* _Passage to read_
IPET (Interactive Performance Evaluation Tools) is a toolbox that allows to easily create customized benchmark tables from raw solver log files, written in Python 3.
It is aimed to develop evaluations through a grapical interface that can later be loaded and reused on other data. Additional readers and evaluations are stored in xml-format which can be plugged into the evaluation method.
In the following installation instructions, we will assume that you clone the IPET repository by
git clone https://github.com/GregorCH/ipet.git
or download and unzip one of the available zipped archieves into a local directory called "ipet".
It is planned to make ipet available via the Python package indexer PyPi.

* _Raw records_
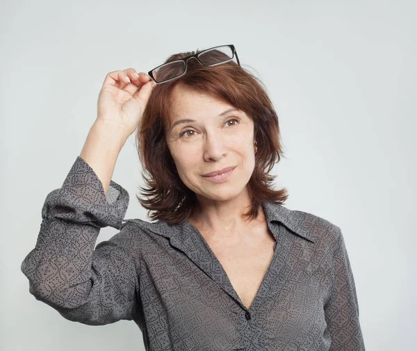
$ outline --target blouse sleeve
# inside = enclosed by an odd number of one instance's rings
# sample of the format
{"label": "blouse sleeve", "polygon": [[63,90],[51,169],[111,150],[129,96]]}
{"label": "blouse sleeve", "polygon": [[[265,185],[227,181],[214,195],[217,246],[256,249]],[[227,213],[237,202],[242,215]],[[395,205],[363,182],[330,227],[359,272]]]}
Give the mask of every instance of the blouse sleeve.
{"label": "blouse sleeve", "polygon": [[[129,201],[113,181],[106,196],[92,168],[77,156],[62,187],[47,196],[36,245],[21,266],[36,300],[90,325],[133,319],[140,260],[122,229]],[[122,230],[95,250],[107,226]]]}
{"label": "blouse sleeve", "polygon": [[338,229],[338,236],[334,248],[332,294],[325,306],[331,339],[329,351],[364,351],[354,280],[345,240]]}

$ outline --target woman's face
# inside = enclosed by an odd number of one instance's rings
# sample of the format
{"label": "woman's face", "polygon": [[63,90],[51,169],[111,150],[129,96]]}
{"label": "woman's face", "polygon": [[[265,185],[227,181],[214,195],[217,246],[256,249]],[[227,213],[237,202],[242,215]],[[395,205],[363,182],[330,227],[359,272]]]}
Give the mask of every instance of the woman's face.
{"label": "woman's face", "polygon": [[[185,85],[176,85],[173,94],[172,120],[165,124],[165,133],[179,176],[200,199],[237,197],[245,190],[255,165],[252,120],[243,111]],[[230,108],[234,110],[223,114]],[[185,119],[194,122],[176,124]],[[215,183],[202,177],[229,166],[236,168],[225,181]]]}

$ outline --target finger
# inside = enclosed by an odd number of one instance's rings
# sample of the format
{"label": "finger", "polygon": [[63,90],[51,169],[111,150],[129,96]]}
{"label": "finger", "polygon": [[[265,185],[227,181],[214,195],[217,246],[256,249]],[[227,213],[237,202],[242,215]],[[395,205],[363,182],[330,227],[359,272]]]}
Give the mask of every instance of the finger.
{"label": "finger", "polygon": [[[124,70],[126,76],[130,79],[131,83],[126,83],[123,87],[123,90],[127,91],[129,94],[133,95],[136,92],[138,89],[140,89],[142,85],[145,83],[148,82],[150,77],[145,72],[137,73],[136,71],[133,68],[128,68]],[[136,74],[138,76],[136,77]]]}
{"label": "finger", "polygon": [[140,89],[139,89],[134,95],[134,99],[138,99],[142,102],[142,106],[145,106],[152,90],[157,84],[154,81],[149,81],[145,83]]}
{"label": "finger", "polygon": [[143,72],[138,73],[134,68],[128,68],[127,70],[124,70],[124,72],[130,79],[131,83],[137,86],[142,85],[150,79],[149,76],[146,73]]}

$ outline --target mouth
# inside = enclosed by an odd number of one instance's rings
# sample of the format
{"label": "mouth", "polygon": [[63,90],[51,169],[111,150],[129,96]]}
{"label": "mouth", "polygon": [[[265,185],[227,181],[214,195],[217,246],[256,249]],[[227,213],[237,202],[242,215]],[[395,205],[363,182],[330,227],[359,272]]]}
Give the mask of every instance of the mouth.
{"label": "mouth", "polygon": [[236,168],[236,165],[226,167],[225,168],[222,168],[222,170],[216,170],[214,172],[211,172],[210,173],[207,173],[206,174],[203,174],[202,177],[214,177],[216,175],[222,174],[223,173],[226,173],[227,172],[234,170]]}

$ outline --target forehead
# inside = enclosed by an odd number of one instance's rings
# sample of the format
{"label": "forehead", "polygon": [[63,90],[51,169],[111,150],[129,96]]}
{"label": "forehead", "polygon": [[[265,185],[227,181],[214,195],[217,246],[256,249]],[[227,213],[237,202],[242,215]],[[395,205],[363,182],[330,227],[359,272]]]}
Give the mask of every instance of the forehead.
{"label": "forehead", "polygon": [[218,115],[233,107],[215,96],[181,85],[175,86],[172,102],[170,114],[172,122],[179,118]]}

* _Exercise requirements_
- a) Reproduce the part of the IPET description starting at "IPET (Interactive Performance" and ending at "package indexer PyPi.".
- b) Answer these from the IPET description:
(i) What language is IPET written in?
(ii) In what format are additional readers and evaluations stored?
(iii) Through which package indexer is ipet planned to be made available?

* _Solutions_
- a)
IPET (Interactive Performance Evaluation Tools) is a toolbox that allows to easily create customized benchmark tables from raw solver log files, written in Python 3.
It is aimed to develop evaluations through a grapical interface that can later be loaded and reused on other data. Additional readers and evaluations are stored in xml-format which can be plugged into the evaluation method.
In the following installation instructions, we will assume that you clone the IPET repository by
git clone https://github.com/GregorCH/ipet.git
or download and unzip one of the available zipped archieves into a local directory called "ipet".
It is planned to make ipet available via the Python package indexer PyPi.

- b)
(i) Python 3
(ii) xml-format
(iii) PyPi